> _Problem statement_:
Your answer should be every line of the records that contains the word "person".

[Referring expression pointing data]
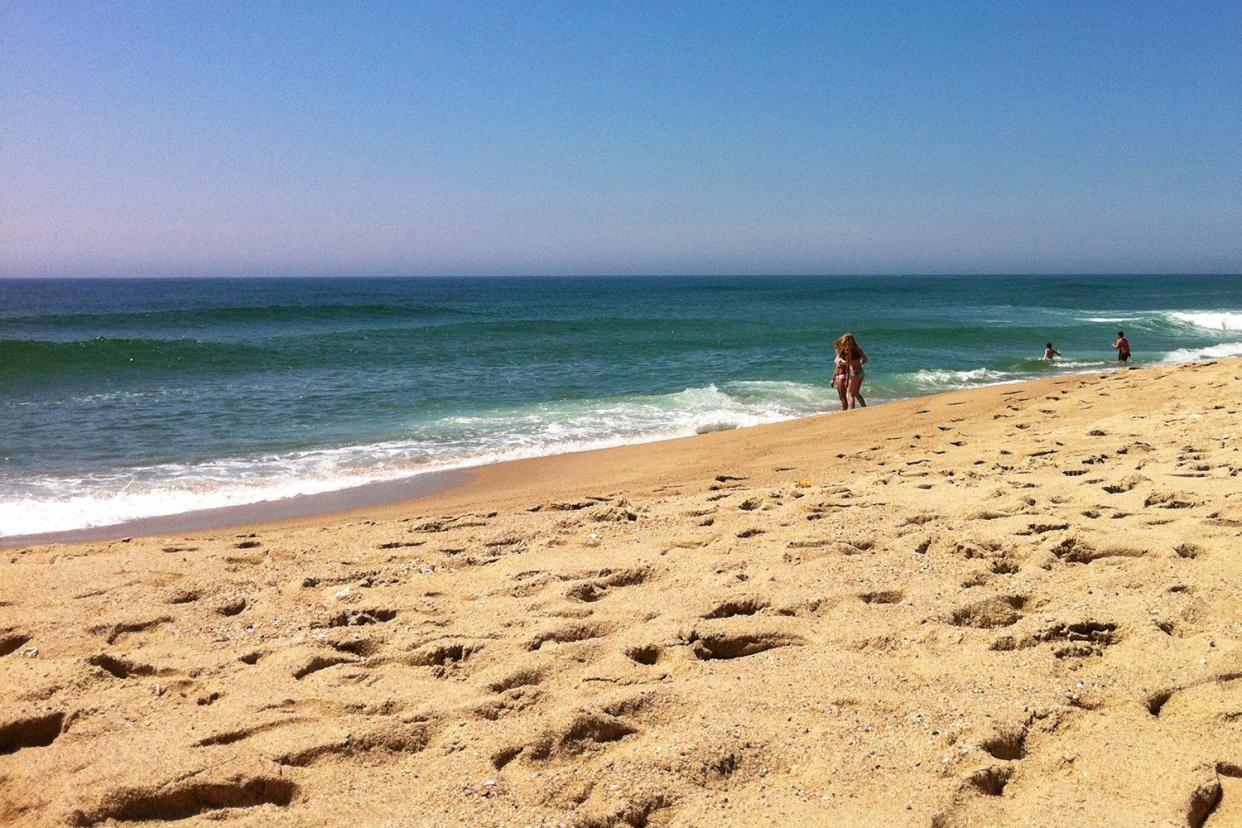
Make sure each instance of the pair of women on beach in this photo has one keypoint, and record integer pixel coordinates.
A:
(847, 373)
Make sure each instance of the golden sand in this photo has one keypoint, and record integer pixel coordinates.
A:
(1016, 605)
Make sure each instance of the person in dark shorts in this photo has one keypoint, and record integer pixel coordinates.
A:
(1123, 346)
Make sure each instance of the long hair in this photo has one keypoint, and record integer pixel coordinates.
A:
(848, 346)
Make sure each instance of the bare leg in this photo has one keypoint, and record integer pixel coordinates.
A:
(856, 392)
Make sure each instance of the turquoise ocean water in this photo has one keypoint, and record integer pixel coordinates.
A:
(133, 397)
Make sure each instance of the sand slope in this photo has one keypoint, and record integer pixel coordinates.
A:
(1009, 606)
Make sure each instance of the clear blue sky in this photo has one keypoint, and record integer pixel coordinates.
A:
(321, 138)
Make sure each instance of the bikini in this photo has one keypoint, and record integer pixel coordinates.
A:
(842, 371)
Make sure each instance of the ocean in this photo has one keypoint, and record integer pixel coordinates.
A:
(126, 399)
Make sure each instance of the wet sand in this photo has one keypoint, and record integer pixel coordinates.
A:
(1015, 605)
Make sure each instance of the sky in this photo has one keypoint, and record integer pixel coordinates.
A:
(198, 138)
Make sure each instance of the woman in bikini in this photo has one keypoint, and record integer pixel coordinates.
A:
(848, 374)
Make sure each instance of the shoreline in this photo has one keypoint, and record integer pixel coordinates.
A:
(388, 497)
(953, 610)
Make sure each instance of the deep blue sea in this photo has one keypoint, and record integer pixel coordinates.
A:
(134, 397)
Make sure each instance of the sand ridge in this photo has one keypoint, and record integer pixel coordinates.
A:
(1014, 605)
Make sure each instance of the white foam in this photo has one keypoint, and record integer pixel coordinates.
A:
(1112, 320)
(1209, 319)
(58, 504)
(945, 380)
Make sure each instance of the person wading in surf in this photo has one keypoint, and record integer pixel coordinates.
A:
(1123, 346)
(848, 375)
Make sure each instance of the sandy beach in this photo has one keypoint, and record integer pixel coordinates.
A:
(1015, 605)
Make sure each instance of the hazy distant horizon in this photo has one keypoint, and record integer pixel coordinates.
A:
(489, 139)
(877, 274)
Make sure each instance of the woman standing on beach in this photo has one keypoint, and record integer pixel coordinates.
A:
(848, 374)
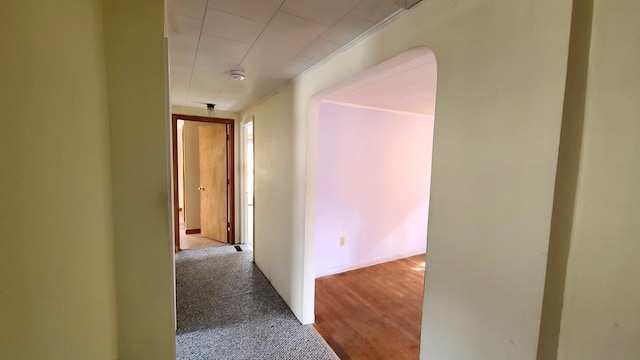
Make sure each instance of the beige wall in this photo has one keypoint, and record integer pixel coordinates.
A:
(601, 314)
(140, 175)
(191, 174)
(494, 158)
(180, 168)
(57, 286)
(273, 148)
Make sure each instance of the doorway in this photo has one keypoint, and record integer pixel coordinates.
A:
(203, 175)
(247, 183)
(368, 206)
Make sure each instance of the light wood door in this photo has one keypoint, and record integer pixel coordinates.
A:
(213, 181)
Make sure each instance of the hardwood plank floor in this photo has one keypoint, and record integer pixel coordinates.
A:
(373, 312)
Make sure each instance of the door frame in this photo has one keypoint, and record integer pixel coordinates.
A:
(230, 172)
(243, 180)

> _Written reply_:
Make sure each instance of the person in dark shorts in this photo has one keypoint, and record integer pixel coordinates.
Make sure each instance of the person wading in surf in this photo has one keypoint, and record integer pixel coordinates.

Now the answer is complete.